#### [TASK BRIEF]
Echo each line of the records below verbatim, leaving out the pictures.

-- start of TASK INPUT --

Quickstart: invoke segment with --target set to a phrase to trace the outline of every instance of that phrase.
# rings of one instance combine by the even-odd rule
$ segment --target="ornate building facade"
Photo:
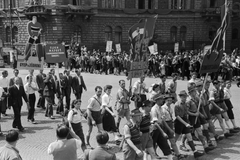
[[[78,42],[104,50],[106,41],[111,40],[128,50],[128,29],[140,19],[158,14],[153,42],[159,50],[173,50],[175,42],[181,50],[200,49],[203,44],[211,44],[221,24],[220,6],[225,0],[32,1],[0,0],[0,38],[4,46],[12,43],[23,50],[28,38],[26,24],[36,15],[43,25],[43,43]],[[231,50],[240,43],[240,0],[228,1],[233,9],[226,49]]]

-- end of TASK INPUT --

#### [RESULT OF THE TASK]
Quickstart: invoke segment with --target set to a phrase to trace the outline of every instance of that phrase.
# rings of one instance combine by the even-odd rule
$ segment --target="ornate building facade"
Photo:
[[[78,42],[104,50],[106,41],[111,40],[128,50],[128,29],[140,19],[158,14],[153,42],[159,50],[173,50],[175,42],[181,50],[200,49],[203,44],[211,44],[221,24],[220,6],[225,0],[32,1],[0,0],[0,38],[4,46],[12,43],[23,50],[28,38],[26,24],[36,15],[43,25],[43,43]],[[231,50],[240,43],[240,0],[228,1],[233,9],[226,49]]]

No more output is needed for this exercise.